- ASSIGNED TASK -
Would you write out, exactly as they stand, all lines from the one containing "Query: red toy" through the end of the listing below, and only those?

___

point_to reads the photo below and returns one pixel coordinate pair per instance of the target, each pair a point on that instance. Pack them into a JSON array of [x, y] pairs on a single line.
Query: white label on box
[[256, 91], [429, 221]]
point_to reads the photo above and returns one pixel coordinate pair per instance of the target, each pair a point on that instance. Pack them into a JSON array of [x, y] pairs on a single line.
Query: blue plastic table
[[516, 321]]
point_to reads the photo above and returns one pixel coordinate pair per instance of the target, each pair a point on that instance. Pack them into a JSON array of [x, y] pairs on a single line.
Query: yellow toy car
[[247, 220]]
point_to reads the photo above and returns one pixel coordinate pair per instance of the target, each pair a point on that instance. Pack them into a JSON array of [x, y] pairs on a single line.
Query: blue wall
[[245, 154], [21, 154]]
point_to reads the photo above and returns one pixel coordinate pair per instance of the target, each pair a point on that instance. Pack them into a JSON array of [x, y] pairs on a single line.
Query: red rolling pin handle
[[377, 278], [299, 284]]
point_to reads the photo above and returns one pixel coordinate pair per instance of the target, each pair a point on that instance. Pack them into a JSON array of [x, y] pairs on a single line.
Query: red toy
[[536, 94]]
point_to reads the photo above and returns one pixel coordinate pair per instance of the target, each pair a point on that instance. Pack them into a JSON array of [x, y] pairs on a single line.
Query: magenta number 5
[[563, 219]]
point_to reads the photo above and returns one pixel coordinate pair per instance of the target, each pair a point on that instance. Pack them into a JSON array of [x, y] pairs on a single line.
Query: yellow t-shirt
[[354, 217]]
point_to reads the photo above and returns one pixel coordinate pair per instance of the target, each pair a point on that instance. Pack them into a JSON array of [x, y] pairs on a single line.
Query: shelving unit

___

- ANSWER FOR THE TASK -
Query: red toy
[[536, 94]]
point_to reads the photo above and returns one pixel coordinate pair per instance of the target, each pair a point on that instance. Pack them into a JSON array of [x, y] pairs on a single line.
Query: magenta number 5
[[563, 219]]
point_to reads the photo above and returns one pixel coordinate pair per instance of the target, each pair a point on that instance. Pack them into a JSON array of [x, y] pairs on a single line.
Query: yellow t-shirt
[[354, 217]]
point_to reads the photo above and returns one pixel coordinate pair per instance of the target, each pair a point on that instance. Pack them into a JSON array of [x, y] pairs on a single line.
Query: shelving unit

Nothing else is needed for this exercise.